Questions on the material:
• 1. Read the text on Albania and decide whether each statement agrees with it. Answer yes or no for each, and quote the deciding words exactly. (a) Enver Hoxha outlawed religion. (b) Osman wore a white cap. (c) Osman's home is in Tirana.
• 2. In the text on Albania, what did Osman say they feared that made them pray behind the walls of their homes?

Text START

Like many parts of the world, mosques in Muslim-majority Albania are eerily empty while iftar supper tables have fewer chairs than normal as families shelter at home to curb the spread of the virus.
For older generations, the intimate settings inevitably stir up memories of how they were forced to furtively keep their faith alive under the long and brutal reign of the late communist dictator Enver Hoxha, who outlawed religion.
"We had to pray behind the walls of our homes for fear of ending up in prison or being sentenced to death," remembers Osman, wearing a black cap and grey vest, after the first day of fasting in his Tirana home.
Decades later, the country faces a different kind of enemy.
"During communism we had to observe fasting discreetly because if someone saw us it could cost us our lives, whereas today we risk death from a virus that can kill you," says Osman's wife Minire, 74.

Text END
Extracted records START

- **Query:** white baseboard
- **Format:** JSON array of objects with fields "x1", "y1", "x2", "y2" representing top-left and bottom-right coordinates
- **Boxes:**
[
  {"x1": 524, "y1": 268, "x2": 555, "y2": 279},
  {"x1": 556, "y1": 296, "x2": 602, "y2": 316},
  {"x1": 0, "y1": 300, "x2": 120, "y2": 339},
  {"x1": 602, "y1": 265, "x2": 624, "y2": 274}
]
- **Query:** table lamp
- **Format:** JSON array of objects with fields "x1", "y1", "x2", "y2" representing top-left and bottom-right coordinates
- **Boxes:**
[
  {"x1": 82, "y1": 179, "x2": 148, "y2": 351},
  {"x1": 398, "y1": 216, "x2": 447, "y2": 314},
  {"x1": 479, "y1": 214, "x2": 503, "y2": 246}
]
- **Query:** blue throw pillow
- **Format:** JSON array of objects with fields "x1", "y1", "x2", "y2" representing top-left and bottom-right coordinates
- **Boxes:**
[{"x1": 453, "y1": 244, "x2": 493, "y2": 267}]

Extracted records END

Results of the tasks:
• 1.
(a) Yes: "the late communist dictator Enver Hoxha, who outlawed religion"
(b) No: "wearing a black cap and grey vest"
(c) Yes: "in his Tirana home"

• 2. Ending up in prison or being sentenced to death.